練習課題 1:
安倍政権の教育路線について述べた原文抜粋を、二文で要約してください。
練習課題 2:
エントリーのうち、「the horse's foreleg」を含む行から「Target: horse's foreleg」を含む行までを、両端の行も含めて書き直してください。その際「photograph」を「image」に置き換え、ほかは変えずに、これらの行だけを示してください。

原文抜粋:
グローバル化→グローバル教育―高校で世界史を必修、小学校から英語教育など
Ⅲ.[安倍政権]―国家主義的・新自由主義教育路線
第一次安倍政権時、教育基本法を改変(改憲とともに「戦後レジームからの脱却」の一環)
―「国民個々人のための教育」から「国家のための教育」(国家主義的教育)へ転換
第二次安倍政権―「教育再生推進法」制定を準備―教育の中央集権化―地方教育行政への
国の関与(指導)強める。
(自民党の新憲法草案は、国権に対しては「戦力不保持・交戦権否認」などの縛りをはずし、国民に対しては、国を支える責務を課し、公益・公の秩序に反してはならないことなど国民に縛りをかけるものに憲法を変質させようとし、教育基本法は改変を強行して、国が教員や被教育者に「国を愛する態度を養う」「道徳心を培う」などの目標を課し、旧法10条では「教育は不当な支配に服することなく」の語句の後に「国民全体に対して直接に責任を負って行われるべきもの」となっていたのをカットして、「この法律及び他の法律の定めるところにより行なわれるべきもの」というふうに変えてしまった。ということは、教師は、生徒を一番だいじに思い、ひたすら生徒のことを気にすればよかった、それが、政府や国会や文科省などが決めた法律のほうを気にし、法令に基づいて権限を行使する文科省や自治体首長・教育委員会・校長の方を気にして、生徒の方は二の次ということになってしまう。例えば、それをそこで歌わせるのは、あくまで教育上生徒のためだと思って歌わせるのではなく、教育委員会や校長から国家の都合上「歌わせよ、さもないと処分するぞ」と云われるから歌わせる、といったように。)この教基法改定に伴って学習指導要領など教育内容を全面的に改変
「教育再生」―新自由主義的「経済再生」と合わせて―市場原理主義(弱肉強食の競争経済)にそくした人づくり―競争教育
「強い日本を取り戻す」(富国強兵)
「世界のトップレベルの学力」、「グローバル人材」の育成
「規範意識を身につけさせる」
「ゆとり教育」(遊びの中での学び)の廃止
教育の自由への介入(教員統制)を強める
イデオロギー(「安倍カラー」)―戦前的な国家主義思想に偏重(右寄り)
―「日の丸・君が代」強制
「国と郷土を愛する態度を養う」愛国心教育(国家安全保障戦略NSSに「高等教育機関における安全保障教育の拡充」などとともに盛り込む)
反「自虐史観」史観
「平成の学制大改革」―エリートには早くから詰め込み教育をし、飛び級を認め、大企業に役立つ人材を手っ取り早く養成。

課題のエントリー:

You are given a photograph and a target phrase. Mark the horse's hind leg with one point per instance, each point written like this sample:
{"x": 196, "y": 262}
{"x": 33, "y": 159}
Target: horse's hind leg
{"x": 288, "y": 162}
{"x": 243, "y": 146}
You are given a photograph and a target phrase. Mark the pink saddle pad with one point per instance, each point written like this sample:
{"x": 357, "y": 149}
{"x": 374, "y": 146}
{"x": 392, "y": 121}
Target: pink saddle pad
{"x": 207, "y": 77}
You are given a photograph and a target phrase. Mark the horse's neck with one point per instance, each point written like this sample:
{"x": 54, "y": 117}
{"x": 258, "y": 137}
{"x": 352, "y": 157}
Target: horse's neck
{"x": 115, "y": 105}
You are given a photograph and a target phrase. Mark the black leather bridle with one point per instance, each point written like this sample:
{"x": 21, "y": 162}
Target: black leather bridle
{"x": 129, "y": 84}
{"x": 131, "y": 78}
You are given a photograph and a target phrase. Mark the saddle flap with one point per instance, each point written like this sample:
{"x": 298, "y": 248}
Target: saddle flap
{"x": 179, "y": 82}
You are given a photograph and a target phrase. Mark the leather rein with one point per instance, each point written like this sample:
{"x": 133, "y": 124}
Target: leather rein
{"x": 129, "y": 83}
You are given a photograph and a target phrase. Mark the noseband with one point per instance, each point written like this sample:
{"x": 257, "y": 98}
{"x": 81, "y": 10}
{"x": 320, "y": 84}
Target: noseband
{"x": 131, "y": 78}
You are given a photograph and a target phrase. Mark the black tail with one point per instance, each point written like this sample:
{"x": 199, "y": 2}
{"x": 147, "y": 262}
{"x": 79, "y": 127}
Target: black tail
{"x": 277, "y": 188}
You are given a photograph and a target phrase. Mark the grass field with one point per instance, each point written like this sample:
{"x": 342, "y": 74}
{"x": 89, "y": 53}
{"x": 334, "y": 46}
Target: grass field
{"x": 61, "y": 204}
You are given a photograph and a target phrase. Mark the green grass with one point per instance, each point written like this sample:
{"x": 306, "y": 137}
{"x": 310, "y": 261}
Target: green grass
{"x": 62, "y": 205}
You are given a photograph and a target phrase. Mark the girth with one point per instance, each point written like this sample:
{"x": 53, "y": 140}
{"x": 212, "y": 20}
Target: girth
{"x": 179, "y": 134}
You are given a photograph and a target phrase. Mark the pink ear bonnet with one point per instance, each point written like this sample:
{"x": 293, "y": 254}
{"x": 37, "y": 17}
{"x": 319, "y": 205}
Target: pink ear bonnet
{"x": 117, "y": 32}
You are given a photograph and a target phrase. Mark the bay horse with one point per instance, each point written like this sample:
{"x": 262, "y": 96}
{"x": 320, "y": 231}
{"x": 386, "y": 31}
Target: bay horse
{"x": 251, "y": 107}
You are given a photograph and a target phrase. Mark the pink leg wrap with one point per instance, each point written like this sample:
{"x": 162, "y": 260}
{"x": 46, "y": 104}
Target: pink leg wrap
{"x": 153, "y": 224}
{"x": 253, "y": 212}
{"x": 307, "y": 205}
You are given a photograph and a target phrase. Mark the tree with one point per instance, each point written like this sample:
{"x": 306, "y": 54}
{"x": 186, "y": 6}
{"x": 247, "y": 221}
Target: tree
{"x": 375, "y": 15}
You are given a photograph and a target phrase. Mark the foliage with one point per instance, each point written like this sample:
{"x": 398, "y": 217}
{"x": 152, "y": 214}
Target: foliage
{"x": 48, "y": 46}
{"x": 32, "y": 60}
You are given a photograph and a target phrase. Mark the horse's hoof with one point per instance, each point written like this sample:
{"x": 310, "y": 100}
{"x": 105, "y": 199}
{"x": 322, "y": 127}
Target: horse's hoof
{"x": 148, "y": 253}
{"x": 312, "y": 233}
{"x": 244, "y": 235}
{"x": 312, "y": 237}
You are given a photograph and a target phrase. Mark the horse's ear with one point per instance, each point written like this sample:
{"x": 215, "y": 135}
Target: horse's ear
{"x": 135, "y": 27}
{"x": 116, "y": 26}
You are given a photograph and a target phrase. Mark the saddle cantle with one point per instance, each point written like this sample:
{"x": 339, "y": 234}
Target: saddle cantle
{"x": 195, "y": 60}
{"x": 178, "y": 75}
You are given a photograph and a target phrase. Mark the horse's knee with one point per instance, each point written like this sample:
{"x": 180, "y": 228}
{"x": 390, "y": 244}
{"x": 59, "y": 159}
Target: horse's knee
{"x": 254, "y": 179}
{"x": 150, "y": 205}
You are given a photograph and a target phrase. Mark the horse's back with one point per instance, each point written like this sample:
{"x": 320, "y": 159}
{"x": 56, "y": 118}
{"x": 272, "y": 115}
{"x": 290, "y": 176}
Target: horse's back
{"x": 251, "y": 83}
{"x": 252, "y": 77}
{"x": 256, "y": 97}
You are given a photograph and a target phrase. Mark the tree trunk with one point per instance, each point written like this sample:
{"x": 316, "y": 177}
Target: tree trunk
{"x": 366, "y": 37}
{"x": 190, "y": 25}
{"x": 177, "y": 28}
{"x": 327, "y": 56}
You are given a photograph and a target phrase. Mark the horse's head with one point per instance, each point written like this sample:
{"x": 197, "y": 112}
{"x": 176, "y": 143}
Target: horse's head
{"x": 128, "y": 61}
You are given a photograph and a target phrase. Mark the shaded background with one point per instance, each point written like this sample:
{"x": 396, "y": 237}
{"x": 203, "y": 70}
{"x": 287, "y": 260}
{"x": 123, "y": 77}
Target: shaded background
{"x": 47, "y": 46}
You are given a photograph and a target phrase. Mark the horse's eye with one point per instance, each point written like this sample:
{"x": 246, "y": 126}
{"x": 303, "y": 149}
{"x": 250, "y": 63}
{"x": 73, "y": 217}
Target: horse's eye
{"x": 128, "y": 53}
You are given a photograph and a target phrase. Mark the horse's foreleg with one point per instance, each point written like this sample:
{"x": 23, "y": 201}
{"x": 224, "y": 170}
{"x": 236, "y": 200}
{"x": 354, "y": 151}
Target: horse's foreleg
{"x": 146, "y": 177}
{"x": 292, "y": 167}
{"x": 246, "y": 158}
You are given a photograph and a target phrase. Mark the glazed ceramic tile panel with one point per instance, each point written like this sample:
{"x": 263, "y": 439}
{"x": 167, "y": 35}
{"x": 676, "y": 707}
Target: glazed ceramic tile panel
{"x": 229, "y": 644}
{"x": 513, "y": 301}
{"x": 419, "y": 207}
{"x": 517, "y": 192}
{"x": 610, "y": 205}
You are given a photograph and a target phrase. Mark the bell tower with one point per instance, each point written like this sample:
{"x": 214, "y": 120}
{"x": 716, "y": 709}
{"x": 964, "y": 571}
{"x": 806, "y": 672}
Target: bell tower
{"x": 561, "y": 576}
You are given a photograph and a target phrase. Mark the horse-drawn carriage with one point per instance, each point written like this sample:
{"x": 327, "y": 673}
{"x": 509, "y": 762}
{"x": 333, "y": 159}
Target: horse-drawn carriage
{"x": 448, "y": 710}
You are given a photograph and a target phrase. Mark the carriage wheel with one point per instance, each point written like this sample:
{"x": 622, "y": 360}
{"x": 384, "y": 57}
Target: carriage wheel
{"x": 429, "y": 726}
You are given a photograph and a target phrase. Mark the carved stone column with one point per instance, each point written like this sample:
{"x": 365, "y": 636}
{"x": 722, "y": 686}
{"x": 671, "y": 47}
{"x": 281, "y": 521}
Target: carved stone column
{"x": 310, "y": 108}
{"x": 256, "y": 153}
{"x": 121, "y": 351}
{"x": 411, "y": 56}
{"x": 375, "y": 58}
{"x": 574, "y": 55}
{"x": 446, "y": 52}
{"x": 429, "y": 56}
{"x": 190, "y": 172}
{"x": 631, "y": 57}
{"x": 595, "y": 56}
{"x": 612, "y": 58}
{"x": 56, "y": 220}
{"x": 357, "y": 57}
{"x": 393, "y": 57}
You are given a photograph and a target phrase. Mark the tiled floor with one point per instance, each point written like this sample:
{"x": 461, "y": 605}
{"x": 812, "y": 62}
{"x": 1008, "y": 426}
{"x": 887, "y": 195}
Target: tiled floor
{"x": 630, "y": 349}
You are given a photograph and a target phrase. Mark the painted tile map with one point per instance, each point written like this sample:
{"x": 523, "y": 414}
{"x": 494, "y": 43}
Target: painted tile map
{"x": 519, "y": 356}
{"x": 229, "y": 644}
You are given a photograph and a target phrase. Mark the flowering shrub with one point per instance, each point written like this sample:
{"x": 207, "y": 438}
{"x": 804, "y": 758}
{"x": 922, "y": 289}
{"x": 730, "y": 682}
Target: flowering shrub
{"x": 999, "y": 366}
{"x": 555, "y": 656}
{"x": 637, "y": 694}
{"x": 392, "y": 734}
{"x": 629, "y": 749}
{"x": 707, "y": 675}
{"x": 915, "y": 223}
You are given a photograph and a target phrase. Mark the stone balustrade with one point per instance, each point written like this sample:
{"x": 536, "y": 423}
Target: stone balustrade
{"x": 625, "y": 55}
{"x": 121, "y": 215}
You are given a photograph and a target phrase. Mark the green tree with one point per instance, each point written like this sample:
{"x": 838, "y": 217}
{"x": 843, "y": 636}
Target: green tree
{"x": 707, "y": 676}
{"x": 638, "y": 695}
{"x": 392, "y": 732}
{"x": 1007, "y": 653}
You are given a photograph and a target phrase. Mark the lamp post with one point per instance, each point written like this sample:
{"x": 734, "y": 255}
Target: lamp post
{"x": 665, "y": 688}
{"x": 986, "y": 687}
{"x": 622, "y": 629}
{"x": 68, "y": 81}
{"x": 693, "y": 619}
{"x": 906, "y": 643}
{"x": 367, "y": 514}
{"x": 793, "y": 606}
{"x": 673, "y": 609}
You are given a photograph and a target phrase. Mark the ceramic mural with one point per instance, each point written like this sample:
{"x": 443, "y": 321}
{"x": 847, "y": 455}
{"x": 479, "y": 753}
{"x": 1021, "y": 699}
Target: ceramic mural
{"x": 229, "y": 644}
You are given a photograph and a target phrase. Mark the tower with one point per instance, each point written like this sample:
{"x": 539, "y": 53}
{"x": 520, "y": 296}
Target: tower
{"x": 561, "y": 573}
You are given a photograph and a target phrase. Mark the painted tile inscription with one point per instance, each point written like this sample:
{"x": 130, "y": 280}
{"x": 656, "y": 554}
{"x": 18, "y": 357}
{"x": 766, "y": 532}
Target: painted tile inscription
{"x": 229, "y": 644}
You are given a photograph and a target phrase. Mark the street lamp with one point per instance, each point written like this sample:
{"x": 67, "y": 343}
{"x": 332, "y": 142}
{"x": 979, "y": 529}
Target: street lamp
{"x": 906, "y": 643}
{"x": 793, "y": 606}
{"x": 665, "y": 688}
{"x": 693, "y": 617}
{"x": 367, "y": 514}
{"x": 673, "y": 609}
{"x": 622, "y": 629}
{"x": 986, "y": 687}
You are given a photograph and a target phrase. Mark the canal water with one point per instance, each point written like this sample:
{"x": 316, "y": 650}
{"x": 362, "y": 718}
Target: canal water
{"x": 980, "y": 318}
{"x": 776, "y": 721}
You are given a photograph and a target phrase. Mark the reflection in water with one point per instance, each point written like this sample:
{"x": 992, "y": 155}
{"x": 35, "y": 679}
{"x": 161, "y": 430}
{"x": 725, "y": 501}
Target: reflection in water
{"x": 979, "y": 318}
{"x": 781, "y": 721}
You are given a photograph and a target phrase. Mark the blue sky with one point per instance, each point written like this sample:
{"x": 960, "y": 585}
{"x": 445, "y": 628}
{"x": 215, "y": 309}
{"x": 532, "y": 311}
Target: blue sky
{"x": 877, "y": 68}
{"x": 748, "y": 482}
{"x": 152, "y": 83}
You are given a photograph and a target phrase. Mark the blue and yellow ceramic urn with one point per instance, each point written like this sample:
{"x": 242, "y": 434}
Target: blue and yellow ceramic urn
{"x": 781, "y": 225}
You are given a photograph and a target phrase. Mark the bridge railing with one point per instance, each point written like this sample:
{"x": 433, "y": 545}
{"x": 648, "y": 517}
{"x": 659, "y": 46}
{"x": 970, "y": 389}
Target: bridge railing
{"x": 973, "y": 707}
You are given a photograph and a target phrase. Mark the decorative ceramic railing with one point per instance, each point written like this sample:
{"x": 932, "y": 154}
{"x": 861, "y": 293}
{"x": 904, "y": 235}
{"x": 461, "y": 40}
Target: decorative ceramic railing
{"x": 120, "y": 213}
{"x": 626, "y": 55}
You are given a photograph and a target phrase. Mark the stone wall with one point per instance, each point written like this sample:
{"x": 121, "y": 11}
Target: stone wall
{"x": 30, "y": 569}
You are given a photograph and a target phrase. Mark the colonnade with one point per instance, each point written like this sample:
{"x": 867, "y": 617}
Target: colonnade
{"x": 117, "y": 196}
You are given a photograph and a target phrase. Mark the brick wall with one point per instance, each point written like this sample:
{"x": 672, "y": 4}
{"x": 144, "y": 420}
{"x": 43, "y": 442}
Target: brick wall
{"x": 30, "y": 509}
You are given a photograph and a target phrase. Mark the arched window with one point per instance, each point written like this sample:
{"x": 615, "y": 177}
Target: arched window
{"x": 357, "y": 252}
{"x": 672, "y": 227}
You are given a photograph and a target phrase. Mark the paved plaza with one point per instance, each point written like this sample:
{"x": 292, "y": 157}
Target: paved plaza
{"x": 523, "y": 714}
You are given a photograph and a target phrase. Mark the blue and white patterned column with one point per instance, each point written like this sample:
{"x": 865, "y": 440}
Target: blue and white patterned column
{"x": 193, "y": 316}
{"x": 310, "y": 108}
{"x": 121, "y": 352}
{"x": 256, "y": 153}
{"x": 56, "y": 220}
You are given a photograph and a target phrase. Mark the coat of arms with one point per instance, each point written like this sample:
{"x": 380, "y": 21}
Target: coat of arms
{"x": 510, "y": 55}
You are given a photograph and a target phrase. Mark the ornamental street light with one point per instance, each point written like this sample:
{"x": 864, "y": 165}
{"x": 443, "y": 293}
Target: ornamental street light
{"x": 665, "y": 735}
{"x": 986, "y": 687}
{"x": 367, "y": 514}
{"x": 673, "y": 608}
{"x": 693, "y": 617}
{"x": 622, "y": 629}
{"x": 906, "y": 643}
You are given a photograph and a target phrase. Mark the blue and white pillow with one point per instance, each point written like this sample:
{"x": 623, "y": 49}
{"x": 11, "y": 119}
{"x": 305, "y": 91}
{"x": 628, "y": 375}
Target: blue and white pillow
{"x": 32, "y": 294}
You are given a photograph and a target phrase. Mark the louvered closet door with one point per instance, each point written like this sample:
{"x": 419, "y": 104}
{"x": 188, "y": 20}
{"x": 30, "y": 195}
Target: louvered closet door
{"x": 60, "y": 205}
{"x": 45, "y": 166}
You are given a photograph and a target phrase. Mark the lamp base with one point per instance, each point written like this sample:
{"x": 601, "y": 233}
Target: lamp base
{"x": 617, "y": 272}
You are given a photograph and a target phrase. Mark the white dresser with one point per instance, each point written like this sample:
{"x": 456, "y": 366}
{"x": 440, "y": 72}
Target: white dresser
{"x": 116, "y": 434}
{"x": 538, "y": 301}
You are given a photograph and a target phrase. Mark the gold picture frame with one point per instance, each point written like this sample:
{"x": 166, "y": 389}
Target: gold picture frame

問題の解答 1:
第一次安倍政権は教育基本法を改変し、「国民個々人のための教育」から国家主義的な「国家のための教育」へと転換させた。第二次安倍政権は、新自由主義的な「経済再生」と合わせた「教育再生」を掲げ、教育の中央集権化、教員統制の強化、「日の丸・君が代」の強制、愛国心教育などを進めようとしている。

問題の解答 2:
You are given a image and a target phrase. Mark the horse's foreleg with one point per instance, each point written like this sample:
{"x": 23, "y": 201}
{"x": 224, "y": 170}
{"x": 236, "y": 200}
{"x": 354, "y": 151}
Target: horse's foreleg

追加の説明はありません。